Task instructions
Could you put the lines below, from the line containing "Would you be able to show me where the calm" up to and including the line containing "[65,75,160,114]", into a numbered list with any blank lines left out?

Material shown
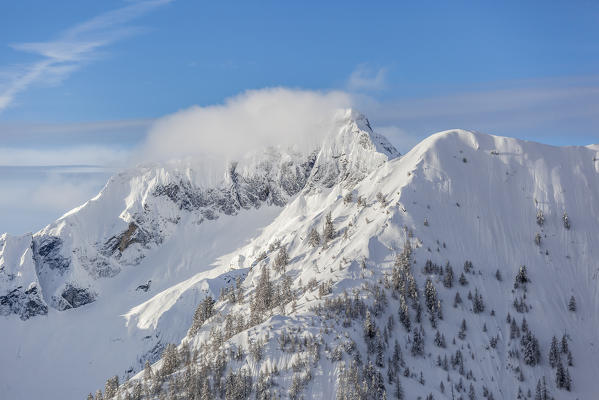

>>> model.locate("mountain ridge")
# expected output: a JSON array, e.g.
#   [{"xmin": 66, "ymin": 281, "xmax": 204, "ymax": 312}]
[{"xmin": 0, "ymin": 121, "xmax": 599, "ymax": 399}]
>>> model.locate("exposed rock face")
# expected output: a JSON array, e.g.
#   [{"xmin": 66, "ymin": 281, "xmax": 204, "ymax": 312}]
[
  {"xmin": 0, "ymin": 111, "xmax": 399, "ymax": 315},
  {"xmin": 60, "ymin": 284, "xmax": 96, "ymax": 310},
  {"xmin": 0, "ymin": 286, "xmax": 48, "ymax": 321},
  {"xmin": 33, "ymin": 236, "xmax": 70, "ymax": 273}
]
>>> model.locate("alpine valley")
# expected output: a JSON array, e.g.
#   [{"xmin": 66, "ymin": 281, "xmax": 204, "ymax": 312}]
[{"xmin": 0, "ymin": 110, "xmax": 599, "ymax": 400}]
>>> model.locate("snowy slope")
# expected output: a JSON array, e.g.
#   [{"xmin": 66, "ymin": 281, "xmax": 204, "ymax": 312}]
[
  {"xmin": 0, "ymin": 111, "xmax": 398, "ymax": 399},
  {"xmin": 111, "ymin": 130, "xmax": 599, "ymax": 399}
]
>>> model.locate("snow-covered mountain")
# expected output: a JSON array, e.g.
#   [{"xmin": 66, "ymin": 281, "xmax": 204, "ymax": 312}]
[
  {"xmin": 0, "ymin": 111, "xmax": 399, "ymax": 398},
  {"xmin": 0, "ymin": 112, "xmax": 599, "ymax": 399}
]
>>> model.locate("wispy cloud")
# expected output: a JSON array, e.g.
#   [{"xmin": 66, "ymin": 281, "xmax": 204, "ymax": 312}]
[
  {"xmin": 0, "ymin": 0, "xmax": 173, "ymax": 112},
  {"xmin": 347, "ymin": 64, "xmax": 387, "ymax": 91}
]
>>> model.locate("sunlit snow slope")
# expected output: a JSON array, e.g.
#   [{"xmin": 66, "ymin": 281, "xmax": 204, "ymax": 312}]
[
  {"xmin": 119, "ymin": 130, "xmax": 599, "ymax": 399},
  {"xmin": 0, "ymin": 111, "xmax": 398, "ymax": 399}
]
--
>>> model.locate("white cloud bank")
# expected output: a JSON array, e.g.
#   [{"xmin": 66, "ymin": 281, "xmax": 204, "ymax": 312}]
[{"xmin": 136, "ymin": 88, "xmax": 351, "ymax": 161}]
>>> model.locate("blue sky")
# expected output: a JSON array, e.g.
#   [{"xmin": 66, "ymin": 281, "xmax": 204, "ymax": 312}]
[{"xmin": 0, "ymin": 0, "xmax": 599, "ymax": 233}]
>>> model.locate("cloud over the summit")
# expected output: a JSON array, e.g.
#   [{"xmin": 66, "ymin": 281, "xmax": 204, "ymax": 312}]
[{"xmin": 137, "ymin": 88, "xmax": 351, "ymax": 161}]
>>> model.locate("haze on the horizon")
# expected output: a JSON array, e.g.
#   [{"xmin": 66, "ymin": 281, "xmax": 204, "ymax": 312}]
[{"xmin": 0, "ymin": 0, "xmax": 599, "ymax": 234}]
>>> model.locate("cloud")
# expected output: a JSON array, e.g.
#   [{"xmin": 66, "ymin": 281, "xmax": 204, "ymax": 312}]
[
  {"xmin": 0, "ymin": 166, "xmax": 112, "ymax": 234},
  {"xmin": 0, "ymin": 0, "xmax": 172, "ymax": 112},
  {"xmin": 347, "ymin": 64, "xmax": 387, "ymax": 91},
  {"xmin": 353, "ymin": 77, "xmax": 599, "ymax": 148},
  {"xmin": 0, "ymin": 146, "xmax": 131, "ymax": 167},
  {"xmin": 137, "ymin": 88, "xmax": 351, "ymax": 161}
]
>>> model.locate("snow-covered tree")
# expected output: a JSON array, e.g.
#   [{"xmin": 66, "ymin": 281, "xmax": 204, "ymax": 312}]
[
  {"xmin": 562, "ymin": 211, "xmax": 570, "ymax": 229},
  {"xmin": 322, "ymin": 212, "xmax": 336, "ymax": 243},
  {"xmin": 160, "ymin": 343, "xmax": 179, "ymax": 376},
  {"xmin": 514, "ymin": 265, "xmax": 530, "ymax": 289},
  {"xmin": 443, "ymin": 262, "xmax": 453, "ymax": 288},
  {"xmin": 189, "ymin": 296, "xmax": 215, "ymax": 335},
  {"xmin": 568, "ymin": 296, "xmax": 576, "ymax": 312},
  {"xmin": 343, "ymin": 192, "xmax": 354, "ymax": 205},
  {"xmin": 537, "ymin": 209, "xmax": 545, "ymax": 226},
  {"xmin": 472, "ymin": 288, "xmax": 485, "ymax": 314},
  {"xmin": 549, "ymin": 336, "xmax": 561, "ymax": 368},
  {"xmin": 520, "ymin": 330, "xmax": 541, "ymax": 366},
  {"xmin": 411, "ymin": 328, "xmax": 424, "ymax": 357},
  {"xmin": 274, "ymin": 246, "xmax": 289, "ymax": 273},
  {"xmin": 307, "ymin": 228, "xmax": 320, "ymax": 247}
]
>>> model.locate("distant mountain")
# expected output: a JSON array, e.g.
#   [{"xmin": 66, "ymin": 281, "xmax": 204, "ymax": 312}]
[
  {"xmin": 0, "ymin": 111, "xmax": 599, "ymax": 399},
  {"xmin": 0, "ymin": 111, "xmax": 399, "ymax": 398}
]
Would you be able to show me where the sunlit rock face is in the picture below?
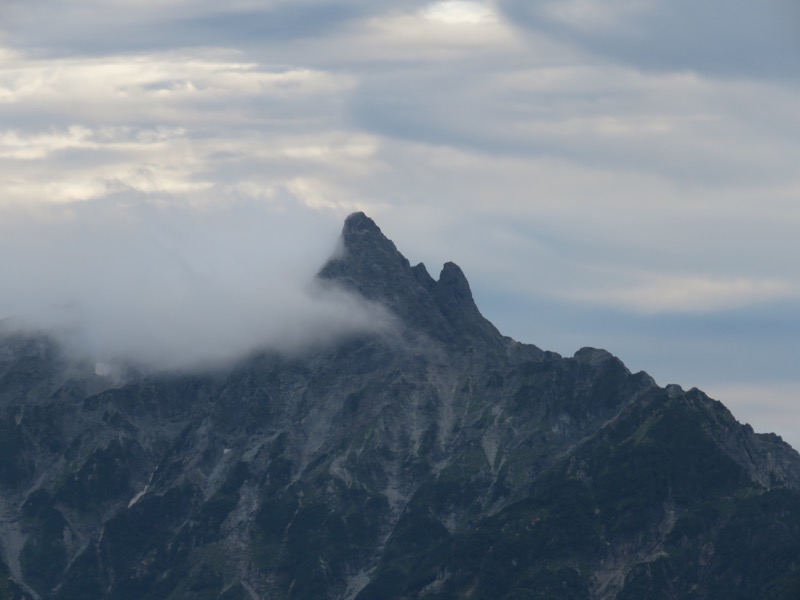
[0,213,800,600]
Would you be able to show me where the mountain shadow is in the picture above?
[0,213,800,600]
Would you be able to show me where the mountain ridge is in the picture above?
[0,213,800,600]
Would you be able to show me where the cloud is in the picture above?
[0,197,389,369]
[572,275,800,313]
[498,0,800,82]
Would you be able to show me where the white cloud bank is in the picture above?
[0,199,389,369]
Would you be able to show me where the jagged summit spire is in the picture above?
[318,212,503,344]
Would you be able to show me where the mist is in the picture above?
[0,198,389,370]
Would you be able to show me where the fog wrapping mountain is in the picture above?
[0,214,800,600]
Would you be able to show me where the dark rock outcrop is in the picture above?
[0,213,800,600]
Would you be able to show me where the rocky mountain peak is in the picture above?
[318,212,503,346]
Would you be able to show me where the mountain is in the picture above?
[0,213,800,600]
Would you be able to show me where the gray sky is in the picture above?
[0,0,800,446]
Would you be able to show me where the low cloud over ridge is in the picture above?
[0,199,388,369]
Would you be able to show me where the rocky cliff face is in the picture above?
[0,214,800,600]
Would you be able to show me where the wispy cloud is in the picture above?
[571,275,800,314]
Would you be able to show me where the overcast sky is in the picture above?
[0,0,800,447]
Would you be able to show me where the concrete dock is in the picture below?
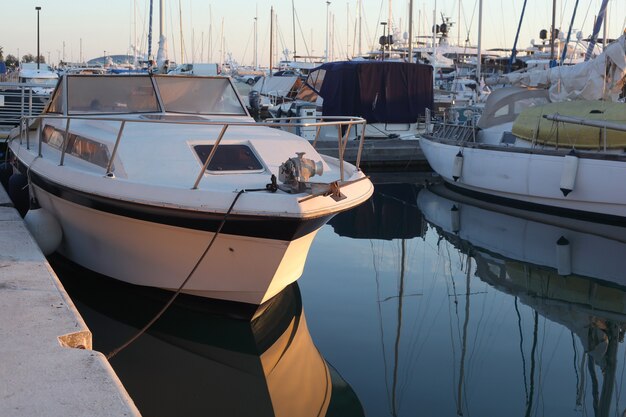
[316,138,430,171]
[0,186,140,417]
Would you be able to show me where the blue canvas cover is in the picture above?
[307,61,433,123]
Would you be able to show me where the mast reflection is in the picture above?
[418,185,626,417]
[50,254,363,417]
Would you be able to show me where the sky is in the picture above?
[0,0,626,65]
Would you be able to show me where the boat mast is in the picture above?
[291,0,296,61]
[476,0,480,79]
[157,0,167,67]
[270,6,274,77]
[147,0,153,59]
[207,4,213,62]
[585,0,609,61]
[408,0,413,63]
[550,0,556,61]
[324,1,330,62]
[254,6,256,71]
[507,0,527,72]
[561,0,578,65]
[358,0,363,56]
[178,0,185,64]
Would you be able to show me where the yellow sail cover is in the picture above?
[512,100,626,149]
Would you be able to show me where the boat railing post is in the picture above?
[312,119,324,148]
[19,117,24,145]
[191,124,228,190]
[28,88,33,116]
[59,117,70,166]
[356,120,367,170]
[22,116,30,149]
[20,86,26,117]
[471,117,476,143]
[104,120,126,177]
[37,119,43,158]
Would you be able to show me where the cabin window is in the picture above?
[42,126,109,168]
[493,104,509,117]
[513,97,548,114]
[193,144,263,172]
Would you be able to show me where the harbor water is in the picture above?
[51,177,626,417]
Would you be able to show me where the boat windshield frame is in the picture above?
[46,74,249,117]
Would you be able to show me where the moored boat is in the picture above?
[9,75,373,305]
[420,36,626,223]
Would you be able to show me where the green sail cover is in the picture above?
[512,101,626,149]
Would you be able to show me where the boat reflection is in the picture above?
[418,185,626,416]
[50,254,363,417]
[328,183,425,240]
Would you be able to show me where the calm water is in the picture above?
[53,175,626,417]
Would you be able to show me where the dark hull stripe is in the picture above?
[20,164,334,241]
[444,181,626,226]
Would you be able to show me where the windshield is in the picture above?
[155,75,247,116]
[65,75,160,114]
---
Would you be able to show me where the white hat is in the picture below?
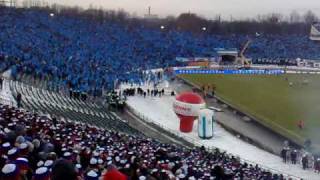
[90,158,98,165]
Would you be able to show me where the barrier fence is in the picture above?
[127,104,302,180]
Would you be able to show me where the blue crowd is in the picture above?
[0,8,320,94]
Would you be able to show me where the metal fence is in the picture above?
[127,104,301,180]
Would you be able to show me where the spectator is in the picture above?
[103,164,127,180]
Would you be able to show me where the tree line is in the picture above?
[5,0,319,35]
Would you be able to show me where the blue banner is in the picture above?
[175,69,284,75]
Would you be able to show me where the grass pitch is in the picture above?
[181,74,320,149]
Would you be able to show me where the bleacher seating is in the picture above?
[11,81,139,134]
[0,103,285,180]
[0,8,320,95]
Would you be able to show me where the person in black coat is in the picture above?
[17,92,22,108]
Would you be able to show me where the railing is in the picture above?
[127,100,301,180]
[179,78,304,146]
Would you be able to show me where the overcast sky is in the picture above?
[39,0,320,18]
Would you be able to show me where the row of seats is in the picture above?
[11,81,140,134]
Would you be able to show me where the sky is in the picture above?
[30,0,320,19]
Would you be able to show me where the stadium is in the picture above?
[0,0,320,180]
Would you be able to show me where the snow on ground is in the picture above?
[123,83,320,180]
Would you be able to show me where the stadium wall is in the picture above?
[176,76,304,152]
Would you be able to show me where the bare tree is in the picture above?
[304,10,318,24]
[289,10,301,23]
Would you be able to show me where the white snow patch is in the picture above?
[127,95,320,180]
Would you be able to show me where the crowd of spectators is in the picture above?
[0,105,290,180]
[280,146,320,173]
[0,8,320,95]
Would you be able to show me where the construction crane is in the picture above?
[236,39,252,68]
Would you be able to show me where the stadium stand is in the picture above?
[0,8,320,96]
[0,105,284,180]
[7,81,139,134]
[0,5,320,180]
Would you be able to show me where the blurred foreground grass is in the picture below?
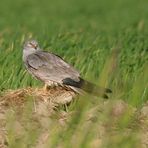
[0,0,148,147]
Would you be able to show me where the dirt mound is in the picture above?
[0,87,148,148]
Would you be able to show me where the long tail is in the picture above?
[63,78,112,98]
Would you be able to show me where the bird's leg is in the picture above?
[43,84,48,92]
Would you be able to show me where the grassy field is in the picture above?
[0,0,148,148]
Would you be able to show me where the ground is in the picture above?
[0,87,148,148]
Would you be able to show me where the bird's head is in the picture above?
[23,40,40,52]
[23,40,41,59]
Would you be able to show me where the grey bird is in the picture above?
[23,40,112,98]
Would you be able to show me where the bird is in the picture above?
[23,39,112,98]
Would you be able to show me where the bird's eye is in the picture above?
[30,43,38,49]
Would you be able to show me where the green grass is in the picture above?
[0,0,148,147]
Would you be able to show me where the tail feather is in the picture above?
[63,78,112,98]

Full output
1. Would you be able to show me where the calm water is in the picture above?
2. [53,175,626,417]
3. Would you be able to show me where the dark hull stripe is in the picture above?
4. [20,164,334,241]
5. [444,181,626,226]
6. Would you be able to show me where the windshield is in the picture above?
7. [155,75,247,116]
8. [65,75,160,114]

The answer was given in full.